§ REQUIREMENTS: Change every "instance" to "occurrence" in the stretch from the line containing "Data labeling — target category: white ceiling." through the line containing "[409,151,453,300]", and return only those lines with nothing else altered.

[Dataset rows]
## BEGIN

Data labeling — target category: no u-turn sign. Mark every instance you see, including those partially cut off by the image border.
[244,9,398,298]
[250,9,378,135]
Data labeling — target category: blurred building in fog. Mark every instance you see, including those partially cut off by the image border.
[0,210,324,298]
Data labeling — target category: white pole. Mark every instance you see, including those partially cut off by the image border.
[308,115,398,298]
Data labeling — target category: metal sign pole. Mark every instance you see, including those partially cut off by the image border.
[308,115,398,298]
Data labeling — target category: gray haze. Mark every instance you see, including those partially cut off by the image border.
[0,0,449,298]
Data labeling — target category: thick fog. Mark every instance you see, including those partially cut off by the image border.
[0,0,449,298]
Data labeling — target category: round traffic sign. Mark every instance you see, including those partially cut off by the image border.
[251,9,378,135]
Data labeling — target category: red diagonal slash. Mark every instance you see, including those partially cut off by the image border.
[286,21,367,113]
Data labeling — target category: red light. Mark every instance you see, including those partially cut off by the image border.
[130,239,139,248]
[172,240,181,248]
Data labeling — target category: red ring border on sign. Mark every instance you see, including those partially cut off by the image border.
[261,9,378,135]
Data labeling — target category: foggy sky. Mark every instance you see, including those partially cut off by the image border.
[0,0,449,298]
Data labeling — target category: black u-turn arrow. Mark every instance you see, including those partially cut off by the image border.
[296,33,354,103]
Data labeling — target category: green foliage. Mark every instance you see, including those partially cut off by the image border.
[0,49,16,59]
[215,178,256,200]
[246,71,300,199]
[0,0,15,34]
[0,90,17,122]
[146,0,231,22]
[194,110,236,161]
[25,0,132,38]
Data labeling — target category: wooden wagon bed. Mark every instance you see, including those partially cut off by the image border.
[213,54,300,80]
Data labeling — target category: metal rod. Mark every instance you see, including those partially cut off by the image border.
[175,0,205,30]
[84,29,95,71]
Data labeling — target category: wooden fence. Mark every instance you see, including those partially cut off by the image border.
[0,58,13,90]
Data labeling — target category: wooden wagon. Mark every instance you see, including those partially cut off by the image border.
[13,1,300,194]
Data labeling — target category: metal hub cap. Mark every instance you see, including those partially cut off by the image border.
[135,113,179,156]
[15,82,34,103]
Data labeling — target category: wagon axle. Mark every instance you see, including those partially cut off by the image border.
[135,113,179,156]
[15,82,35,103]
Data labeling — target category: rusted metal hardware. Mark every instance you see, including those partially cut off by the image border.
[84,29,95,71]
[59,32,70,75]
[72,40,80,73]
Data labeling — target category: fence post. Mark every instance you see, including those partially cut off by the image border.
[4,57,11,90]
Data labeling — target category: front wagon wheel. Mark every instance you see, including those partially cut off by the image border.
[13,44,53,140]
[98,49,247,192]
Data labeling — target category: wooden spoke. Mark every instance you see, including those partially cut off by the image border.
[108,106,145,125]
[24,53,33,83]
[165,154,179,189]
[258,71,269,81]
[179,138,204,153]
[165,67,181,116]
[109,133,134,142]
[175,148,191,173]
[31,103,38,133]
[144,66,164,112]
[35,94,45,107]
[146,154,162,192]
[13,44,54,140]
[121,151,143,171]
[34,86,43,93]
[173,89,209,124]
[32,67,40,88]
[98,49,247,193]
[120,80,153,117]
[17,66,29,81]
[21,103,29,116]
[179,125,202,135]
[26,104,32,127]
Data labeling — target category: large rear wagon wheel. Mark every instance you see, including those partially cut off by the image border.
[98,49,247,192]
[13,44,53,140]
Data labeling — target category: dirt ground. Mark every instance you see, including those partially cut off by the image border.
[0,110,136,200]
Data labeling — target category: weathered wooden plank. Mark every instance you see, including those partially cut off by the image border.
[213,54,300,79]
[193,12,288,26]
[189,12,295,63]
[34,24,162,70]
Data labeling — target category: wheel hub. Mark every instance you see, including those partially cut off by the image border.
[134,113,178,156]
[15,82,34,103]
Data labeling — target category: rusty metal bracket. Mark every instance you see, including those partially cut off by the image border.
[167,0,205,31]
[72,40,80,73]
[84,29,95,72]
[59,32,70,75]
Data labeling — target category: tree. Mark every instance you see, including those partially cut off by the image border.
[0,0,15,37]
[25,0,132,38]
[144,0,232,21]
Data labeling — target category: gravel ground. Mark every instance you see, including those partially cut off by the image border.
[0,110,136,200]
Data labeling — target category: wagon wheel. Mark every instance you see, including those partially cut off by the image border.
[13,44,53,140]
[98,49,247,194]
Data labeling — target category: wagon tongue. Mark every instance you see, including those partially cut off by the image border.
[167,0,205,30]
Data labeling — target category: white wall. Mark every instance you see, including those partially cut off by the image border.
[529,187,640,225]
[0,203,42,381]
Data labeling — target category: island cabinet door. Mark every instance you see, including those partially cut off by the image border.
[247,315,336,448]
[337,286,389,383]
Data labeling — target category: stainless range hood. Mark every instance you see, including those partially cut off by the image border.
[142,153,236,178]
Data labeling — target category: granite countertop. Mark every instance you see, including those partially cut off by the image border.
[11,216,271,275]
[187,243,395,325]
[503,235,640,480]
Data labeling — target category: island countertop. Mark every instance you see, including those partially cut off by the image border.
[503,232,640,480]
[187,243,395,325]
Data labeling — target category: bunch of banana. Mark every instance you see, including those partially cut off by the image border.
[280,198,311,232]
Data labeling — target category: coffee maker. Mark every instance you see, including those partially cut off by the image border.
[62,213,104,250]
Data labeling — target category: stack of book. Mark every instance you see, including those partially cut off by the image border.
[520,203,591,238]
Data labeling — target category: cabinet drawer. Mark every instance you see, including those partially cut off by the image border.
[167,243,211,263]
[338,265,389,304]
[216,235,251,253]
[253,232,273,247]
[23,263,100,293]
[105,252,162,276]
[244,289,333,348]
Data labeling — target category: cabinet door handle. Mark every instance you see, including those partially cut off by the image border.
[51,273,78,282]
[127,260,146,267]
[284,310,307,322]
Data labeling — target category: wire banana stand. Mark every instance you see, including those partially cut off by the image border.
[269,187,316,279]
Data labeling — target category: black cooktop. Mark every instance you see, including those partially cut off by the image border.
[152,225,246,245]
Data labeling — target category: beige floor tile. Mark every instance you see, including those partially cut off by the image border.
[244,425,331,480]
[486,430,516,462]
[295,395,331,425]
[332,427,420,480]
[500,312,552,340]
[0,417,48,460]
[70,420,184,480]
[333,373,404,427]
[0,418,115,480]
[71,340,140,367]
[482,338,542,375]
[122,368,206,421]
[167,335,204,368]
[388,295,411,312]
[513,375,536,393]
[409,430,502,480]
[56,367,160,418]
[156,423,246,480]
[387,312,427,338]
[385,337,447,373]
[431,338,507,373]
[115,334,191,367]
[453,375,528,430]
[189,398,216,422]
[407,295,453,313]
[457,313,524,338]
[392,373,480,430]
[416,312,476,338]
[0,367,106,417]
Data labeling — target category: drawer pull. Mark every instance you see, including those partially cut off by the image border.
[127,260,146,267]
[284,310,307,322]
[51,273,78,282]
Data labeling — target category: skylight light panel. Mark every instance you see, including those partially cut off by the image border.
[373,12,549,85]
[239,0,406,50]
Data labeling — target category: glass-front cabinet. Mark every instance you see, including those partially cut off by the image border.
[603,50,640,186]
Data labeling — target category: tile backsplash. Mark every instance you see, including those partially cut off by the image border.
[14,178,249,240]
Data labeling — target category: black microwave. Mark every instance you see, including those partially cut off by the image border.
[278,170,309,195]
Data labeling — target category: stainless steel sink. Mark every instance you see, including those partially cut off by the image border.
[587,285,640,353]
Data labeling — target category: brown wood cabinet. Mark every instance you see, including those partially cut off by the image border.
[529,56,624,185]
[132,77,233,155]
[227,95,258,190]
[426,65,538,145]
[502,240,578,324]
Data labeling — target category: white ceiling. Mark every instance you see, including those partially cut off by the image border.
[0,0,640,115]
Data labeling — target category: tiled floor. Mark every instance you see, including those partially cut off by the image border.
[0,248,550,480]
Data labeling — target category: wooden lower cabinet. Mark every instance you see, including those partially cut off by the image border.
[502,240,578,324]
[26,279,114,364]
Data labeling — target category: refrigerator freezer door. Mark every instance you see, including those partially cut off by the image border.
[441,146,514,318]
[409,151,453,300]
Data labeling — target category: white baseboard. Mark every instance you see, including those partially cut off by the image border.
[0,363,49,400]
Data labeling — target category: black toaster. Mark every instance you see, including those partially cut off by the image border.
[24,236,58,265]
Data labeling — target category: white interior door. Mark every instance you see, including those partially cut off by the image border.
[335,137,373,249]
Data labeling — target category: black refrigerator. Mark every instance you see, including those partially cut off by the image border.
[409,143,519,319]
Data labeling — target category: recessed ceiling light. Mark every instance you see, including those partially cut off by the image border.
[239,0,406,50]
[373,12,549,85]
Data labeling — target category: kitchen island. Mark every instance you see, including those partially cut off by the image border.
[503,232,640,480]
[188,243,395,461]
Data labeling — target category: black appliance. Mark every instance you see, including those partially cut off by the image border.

## END

§ OUTPUT FOR THIS TASK:
Data labeling — target category: white ceiling. Mark every occurrence you see, including those partially cut off by the image border.
[0,0,640,115]
Data labeling — target category: tiled floor. Mark every occurrence you see, including those partially cut off by the image border.
[0,248,550,480]
Data labeling — target category: wooden lower cabinet. Mark every occurrence you see, including those partially cut off by the image border.
[502,240,578,324]
[26,279,114,364]
Data labeling — target category: refrigerator freezer door. Mark every occurrence you see, including those partially cut off by the image border.
[441,146,514,318]
[409,151,453,300]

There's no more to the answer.